*DATA TO USE*
§

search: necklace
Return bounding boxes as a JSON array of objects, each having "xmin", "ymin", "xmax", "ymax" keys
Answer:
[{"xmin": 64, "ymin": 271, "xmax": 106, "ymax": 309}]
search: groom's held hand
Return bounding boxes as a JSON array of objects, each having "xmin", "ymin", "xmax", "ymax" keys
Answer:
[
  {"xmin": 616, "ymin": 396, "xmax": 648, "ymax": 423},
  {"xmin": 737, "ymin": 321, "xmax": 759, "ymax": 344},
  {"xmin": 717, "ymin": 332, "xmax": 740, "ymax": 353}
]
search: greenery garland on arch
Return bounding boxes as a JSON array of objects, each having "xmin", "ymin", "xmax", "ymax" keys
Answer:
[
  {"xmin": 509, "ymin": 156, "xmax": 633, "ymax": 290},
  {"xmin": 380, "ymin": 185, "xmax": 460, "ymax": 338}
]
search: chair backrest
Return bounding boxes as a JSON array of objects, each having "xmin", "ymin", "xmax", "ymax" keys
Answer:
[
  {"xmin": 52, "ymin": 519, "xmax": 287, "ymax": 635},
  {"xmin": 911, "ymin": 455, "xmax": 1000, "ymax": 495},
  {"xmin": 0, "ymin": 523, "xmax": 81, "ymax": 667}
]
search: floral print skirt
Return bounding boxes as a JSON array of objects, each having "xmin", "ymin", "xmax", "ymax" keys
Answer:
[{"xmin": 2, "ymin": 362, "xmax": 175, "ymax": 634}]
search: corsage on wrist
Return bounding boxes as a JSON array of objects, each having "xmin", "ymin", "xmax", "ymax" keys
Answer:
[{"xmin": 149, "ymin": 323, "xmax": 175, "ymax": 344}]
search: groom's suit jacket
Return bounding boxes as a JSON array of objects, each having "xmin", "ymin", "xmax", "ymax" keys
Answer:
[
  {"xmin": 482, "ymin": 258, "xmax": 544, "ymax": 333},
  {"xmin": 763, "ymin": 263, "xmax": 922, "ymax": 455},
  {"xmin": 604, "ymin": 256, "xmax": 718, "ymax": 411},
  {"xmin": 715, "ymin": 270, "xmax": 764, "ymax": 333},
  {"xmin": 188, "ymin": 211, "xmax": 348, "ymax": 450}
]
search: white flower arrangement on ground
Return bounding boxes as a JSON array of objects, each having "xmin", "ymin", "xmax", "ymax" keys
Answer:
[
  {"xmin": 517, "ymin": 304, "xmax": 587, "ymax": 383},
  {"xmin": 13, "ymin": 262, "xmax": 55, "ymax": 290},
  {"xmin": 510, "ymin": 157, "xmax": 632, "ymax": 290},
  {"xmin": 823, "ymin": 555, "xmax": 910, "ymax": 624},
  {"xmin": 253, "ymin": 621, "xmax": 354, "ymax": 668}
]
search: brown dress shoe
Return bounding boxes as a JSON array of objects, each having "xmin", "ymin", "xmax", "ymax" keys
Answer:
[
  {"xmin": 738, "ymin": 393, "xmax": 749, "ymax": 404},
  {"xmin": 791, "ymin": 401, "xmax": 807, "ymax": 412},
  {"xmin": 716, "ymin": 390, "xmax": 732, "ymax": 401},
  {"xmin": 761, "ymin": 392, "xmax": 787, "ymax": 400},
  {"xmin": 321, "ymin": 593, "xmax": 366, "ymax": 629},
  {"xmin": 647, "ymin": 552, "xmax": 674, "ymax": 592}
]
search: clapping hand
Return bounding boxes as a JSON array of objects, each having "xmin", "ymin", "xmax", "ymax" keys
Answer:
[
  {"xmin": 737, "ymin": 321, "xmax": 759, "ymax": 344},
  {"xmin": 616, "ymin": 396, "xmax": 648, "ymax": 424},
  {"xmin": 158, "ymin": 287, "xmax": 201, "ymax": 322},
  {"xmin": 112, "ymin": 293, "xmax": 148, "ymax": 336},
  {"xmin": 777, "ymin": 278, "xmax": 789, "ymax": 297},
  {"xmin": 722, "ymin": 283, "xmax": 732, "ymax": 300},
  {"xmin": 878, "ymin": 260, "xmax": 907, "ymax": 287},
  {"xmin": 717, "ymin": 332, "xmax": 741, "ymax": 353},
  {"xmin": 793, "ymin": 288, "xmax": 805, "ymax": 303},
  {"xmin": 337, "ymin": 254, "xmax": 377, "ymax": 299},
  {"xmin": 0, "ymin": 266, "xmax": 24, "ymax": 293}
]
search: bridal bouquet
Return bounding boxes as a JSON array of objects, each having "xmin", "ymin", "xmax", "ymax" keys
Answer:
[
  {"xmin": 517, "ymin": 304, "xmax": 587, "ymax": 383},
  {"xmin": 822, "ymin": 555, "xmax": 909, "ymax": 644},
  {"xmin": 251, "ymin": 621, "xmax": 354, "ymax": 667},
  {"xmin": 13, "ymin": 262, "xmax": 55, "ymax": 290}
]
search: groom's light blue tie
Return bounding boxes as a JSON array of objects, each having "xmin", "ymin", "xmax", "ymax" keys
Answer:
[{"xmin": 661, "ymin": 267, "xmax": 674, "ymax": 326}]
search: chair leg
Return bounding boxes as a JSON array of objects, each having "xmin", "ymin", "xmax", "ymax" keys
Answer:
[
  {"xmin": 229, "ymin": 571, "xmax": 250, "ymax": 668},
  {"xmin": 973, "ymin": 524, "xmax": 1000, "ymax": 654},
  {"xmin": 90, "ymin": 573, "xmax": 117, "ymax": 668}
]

§

*THE PROBLEM*
Restating all of the data exactly is the whole task.

*EXERCISE OUTPUT*
search: necklace
Return bounding boxes as a JSON array of objects, each having "xmin", "ymin", "xmax", "ymax" keys
Answer:
[{"xmin": 64, "ymin": 271, "xmax": 106, "ymax": 309}]
search: groom's held hand
Return bounding boxes as a JSON array of objects, each having "xmin", "ymin", "xmax", "ymax" keys
Answer:
[
  {"xmin": 616, "ymin": 396, "xmax": 648, "ymax": 423},
  {"xmin": 737, "ymin": 321, "xmax": 759, "ymax": 344},
  {"xmin": 717, "ymin": 332, "xmax": 740, "ymax": 353}
]
search: greenery garland on arch
Return bounding boxes as a JSON array of objects, each having "xmin", "ymin", "xmax", "ymax" keys
Answer:
[
  {"xmin": 509, "ymin": 156, "xmax": 633, "ymax": 290},
  {"xmin": 380, "ymin": 185, "xmax": 460, "ymax": 338}
]
search: chair backrest
Return bounding boxes as a JSON array of objects, each having "xmin", "ymin", "xmax", "ymax" keys
Answer:
[
  {"xmin": 52, "ymin": 519, "xmax": 287, "ymax": 635},
  {"xmin": 911, "ymin": 455, "xmax": 1000, "ymax": 495},
  {"xmin": 0, "ymin": 523, "xmax": 81, "ymax": 667}
]
search: floral print skirt
Return bounding boxes as a JSON array of objects, each having "xmin", "ymin", "xmax", "ymax" keys
Answer:
[{"xmin": 2, "ymin": 362, "xmax": 175, "ymax": 634}]
search: corsage on wrist
Return bounding boxes as a JSON array of objects, each having "xmin", "ymin", "xmax", "ymax" keys
Answer:
[{"xmin": 149, "ymin": 323, "xmax": 175, "ymax": 344}]
search: groom's suit jacket
Return bounding boxes as a JSON array of objects, each having "xmin", "ymin", "xmax", "ymax" keys
Answer:
[
  {"xmin": 482, "ymin": 258, "xmax": 544, "ymax": 333},
  {"xmin": 763, "ymin": 263, "xmax": 922, "ymax": 455},
  {"xmin": 604, "ymin": 256, "xmax": 718, "ymax": 411},
  {"xmin": 715, "ymin": 270, "xmax": 764, "ymax": 333},
  {"xmin": 188, "ymin": 211, "xmax": 348, "ymax": 450}
]
search: white flower arrangement on ground
Return bounding boxes as a JSON array of objects, each having "xmin", "ymin", "xmax", "ymax" keys
Answer:
[
  {"xmin": 517, "ymin": 304, "xmax": 587, "ymax": 383},
  {"xmin": 13, "ymin": 262, "xmax": 55, "ymax": 290},
  {"xmin": 510, "ymin": 157, "xmax": 632, "ymax": 290},
  {"xmin": 823, "ymin": 555, "xmax": 910, "ymax": 624},
  {"xmin": 253, "ymin": 621, "xmax": 354, "ymax": 668}
]
search: brown dress shoe
Return bounding boxes as a JSON array of objects, each having "xmin", "ymin", "xmax", "ymax" keys
Answer:
[
  {"xmin": 738, "ymin": 393, "xmax": 749, "ymax": 404},
  {"xmin": 791, "ymin": 401, "xmax": 807, "ymax": 412},
  {"xmin": 716, "ymin": 390, "xmax": 732, "ymax": 401},
  {"xmin": 761, "ymin": 392, "xmax": 787, "ymax": 400},
  {"xmin": 321, "ymin": 593, "xmax": 366, "ymax": 629},
  {"xmin": 647, "ymin": 552, "xmax": 674, "ymax": 592}
]
search: clapping hand
Return bounding boxes as a JSON array of objects, each having "xmin", "ymin", "xmax", "ymax" keys
Answer:
[
  {"xmin": 737, "ymin": 321, "xmax": 759, "ymax": 344},
  {"xmin": 616, "ymin": 396, "xmax": 648, "ymax": 424},
  {"xmin": 158, "ymin": 287, "xmax": 201, "ymax": 322},
  {"xmin": 112, "ymin": 293, "xmax": 148, "ymax": 336},
  {"xmin": 777, "ymin": 278, "xmax": 789, "ymax": 297},
  {"xmin": 722, "ymin": 283, "xmax": 732, "ymax": 300},
  {"xmin": 878, "ymin": 260, "xmax": 907, "ymax": 287},
  {"xmin": 717, "ymin": 332, "xmax": 741, "ymax": 353},
  {"xmin": 793, "ymin": 288, "xmax": 805, "ymax": 303},
  {"xmin": 337, "ymin": 254, "xmax": 377, "ymax": 299},
  {"xmin": 0, "ymin": 266, "xmax": 24, "ymax": 293}
]
search: bridal bouquet
Return bounding boxes as a JSON array of objects, each having "xmin", "ymin", "xmax", "ymax" keys
Answer:
[
  {"xmin": 517, "ymin": 304, "xmax": 587, "ymax": 383},
  {"xmin": 822, "ymin": 555, "xmax": 909, "ymax": 644},
  {"xmin": 251, "ymin": 621, "xmax": 354, "ymax": 667},
  {"xmin": 13, "ymin": 262, "xmax": 55, "ymax": 290}
]
search: groom's light blue tie
Return bounding boxes as a JSON array of objects, each having "xmin", "ymin", "xmax", "ymax" keys
Answer:
[{"xmin": 661, "ymin": 267, "xmax": 674, "ymax": 326}]
search: chair leg
Return bounding boxes as a JSON array of objects, each having "xmin", "ymin", "xmax", "ymax" keys
Answer:
[
  {"xmin": 229, "ymin": 571, "xmax": 250, "ymax": 668},
  {"xmin": 973, "ymin": 524, "xmax": 1000, "ymax": 654},
  {"xmin": 90, "ymin": 573, "xmax": 117, "ymax": 668}
]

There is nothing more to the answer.